Start of Data for this exercise

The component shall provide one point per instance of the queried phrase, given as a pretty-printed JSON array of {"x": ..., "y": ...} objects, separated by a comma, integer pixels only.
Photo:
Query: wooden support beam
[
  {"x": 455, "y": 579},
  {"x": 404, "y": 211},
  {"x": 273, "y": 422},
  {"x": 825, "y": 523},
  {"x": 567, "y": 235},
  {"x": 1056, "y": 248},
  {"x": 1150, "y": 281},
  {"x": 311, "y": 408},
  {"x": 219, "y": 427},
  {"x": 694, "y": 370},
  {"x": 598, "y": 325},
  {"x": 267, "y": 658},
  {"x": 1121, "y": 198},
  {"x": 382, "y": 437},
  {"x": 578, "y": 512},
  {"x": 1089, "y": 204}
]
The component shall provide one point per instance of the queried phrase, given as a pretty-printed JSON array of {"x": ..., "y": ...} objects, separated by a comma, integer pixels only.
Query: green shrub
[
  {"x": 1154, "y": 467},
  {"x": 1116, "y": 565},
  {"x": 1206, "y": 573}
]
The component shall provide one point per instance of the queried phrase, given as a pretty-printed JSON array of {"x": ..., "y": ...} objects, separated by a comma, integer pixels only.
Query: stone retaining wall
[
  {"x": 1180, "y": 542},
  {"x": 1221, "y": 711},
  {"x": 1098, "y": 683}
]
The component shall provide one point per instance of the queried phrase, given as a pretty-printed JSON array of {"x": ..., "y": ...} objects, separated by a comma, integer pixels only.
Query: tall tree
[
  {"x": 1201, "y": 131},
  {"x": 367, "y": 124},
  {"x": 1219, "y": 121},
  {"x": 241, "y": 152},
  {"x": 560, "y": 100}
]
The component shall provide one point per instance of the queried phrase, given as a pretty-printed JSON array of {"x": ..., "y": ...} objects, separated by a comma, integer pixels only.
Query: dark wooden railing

End of Data for this exercise

Problem: When copying the data above, keep every line exactly as written.

The answer:
The component shall provide one point per instance of the queried phrase, given as a pretty-printed JSON array of {"x": ..., "y": ...} objects, separated by a comma, integer pixels only.
Photo:
Query: wooden support beam
[
  {"x": 455, "y": 579},
  {"x": 404, "y": 211},
  {"x": 273, "y": 422},
  {"x": 825, "y": 523},
  {"x": 567, "y": 235},
  {"x": 1056, "y": 248},
  {"x": 1150, "y": 281},
  {"x": 311, "y": 408},
  {"x": 219, "y": 427},
  {"x": 694, "y": 370},
  {"x": 598, "y": 325},
  {"x": 267, "y": 658},
  {"x": 1121, "y": 198},
  {"x": 382, "y": 437},
  {"x": 578, "y": 512},
  {"x": 1089, "y": 204}
]
The component shall provide one point per instance of the queried phrase, given as a pretty-printed JSON array of {"x": ..., "y": ...} objects, separated by a comma, integer pixels only.
Query: green shrub
[
  {"x": 1154, "y": 467},
  {"x": 1116, "y": 565},
  {"x": 1206, "y": 573}
]
The component shall provide one point per instance of the queried phrase, given as a pretty-printed JSON array of {"x": ..., "y": ...} objects, separated by a comma, integer pixels only.
Query: stone retaining wall
[
  {"x": 1180, "y": 542},
  {"x": 1221, "y": 711},
  {"x": 1098, "y": 683}
]
The component shall provide one point per instance of the queried phrase, given as a pretty-printed JSON array of {"x": ..., "y": ...} objects, separated by a comma, integer pixels only.
Query: tall tree
[
  {"x": 1201, "y": 131},
  {"x": 367, "y": 124},
  {"x": 1219, "y": 121},
  {"x": 241, "y": 152},
  {"x": 560, "y": 100}
]
The component shall provide one point per instance of the queried phrase, given as a pretty-printed JSON array of {"x": ..., "y": ...} objects, separated by a comma, integer pixels only.
Query: dark wooden railing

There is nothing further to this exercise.